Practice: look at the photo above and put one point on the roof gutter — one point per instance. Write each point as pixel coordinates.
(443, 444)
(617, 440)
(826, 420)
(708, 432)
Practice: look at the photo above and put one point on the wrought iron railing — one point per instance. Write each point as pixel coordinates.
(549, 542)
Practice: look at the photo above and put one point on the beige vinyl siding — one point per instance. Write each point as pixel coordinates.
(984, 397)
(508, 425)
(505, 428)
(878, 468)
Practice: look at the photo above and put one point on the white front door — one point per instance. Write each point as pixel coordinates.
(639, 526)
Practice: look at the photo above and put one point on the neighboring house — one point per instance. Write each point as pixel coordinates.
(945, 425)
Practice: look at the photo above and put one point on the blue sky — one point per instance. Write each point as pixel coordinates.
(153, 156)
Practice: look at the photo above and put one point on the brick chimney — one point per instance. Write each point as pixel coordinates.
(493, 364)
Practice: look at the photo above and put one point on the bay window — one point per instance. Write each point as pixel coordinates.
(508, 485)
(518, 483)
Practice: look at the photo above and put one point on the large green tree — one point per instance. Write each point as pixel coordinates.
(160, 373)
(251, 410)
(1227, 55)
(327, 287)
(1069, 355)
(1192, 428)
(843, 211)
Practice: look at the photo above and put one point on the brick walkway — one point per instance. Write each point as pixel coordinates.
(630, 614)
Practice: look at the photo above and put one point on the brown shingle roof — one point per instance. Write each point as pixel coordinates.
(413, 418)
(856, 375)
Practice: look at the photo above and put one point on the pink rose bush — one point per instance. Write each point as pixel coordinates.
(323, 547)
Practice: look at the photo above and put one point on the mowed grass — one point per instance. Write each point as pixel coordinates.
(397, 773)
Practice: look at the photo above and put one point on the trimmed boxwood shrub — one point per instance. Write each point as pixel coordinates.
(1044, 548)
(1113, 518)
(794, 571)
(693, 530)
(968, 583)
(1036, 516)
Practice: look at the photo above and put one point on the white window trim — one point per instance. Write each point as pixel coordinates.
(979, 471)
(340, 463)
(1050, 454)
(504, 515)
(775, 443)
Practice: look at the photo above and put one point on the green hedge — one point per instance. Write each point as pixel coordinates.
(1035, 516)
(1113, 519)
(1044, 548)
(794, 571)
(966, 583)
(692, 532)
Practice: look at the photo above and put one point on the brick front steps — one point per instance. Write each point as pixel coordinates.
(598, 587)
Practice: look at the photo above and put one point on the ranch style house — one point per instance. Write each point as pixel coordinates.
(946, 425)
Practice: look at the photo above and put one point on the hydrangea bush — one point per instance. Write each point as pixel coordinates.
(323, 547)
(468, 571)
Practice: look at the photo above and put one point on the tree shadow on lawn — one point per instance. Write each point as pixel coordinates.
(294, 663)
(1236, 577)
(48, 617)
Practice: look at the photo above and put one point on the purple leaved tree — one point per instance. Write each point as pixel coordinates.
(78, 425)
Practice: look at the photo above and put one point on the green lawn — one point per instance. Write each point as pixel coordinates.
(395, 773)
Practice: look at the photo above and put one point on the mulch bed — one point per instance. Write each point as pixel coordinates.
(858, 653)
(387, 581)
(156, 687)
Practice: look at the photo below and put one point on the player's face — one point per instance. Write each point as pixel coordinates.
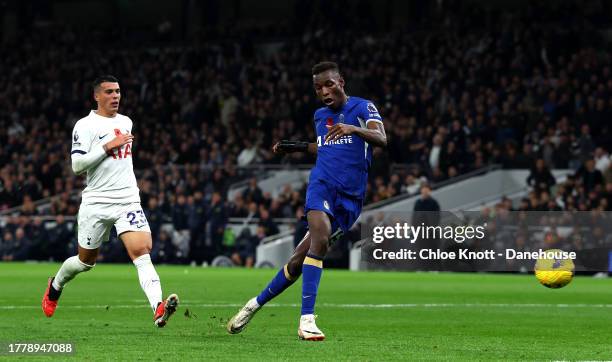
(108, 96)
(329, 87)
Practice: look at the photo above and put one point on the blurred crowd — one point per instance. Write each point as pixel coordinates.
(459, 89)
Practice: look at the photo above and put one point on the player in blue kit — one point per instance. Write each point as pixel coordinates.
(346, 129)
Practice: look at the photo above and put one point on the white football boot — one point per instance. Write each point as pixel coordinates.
· · · · ·
_Aim of the exercise:_ Copy the whole listing exactly, excluding the pictures in it.

_Result of this exercise:_
Practice: look at the photo above and put one point on the roof gutter — one point per instance. Write each point as pixel coordinates.
(443, 444)
(617, 440)
(826, 420)
(708, 432)
Practice: look at the photo above and put one point on the wrought iron railing — one point per instance. Write each point as pixel coordinates.
(549, 542)
Practice: look at the photo above and put one point on the beige vinyl siding — one point per instance. Write each point as pixel coordinates.
(984, 397)
(508, 425)
(505, 428)
(878, 468)
Practice: look at the photo above and put one point on the white front door — one point per instance. Write each point as pixel coordinates.
(639, 526)
Practice: look at the photo above and put one point on the neighboring house — one point per instance. Write each point as pixel coordinates.
(945, 425)
Practice: look at the photo above and put one point on the blue sky — one point per instance. Write each point as pixel coordinates.
(153, 156)
Practice: look at the photo above and put one point on the brick chimney — one point per instance. Write each point as pixel coordinates.
(493, 364)
Practice: look at the photo above and put one point on the bay window — one point per instance. Write each point as pixel coordinates.
(508, 485)
(518, 483)
Practice: look at the photo above and put one point on the large green tree — one point per instance. Write each point as pixel coordinates.
(160, 373)
(251, 410)
(1227, 55)
(327, 287)
(1069, 355)
(1192, 428)
(843, 211)
Practice: look at the photo above and put one point on the brick walkway — one point per instance. Write each point as pixel coordinates.
(630, 614)
Practice: look at the photo above and put one point on the brown shingle roof — one point per instance. Write each point as pixel coordinates.
(413, 418)
(856, 375)
Practice: look at the photo above and put one point on the pink rose bush — one point per instance. Write each point as pixel coordinates.
(323, 547)
Practice: look at the photo above and put one point on the mowed grass — one point per instance. Write each point as pixel coordinates.
(397, 773)
Practice: look at the photo above and put one point on the trimmed boxwood shrub — one point per instance. Write each point as pixel coordinates.
(1044, 548)
(1113, 518)
(794, 571)
(693, 530)
(968, 583)
(1036, 516)
Practice: look at the photo above and put one point on the white window trim — one point per instance. Write each point as pixel coordinates.
(979, 471)
(340, 463)
(1050, 454)
(504, 515)
(775, 443)
Practice: look at the photo above and put one point on the green hedge — one point per instance. Write each point as pixel coordinates.
(1035, 516)
(1113, 519)
(1044, 548)
(794, 571)
(966, 583)
(692, 532)
Practice: look at the photo above and put one point on the brick front steps — one point per instance. Write each point as pixel coordinates.
(598, 587)
Practice: look at the photo above and put one point on the ranch style house — one point per instance. Write each point as pixel coordinates.
(946, 425)
Practice: look at the photo above and put one point on the hydrangea bush — one point per instance. Write each point as pixel coordinates.
(323, 547)
(468, 571)
Practice: look at the photo above and put one point on the tree shadow on lawn — one point per instance. Write each point as pixel coordinates.
(294, 663)
(1236, 577)
(48, 617)
Practice: look at the photo above and put one point on the purple leaved tree — one point per instance. Write each point as pixel coordinates.
(78, 425)
Practice: look at the photo above and put one point on the green lawn — one point per instance. Write each point as pixel coordinates.
(395, 773)
Practice: look at the photo above and put one point on the mulch bed — one point per instance. Write each point as pixel coordinates.
(858, 653)
(387, 581)
(156, 687)
Practice: look at the photo below and put one point on the player's face — one point per instance. Write each point as pixel coordinates.
(108, 96)
(329, 87)
Practice: look at the photo above and put one point on the blurred crowd — one point per instance. Write each point as pixel coordinates.
(459, 89)
Practice: look at the photo above and put one point on the player in blue kit — one point per instance. Write each point as pixel coordinates.
(346, 129)
Practice: look at the photo above and put one point on the white football boot — one point per instance. Write each point as pixel coordinates.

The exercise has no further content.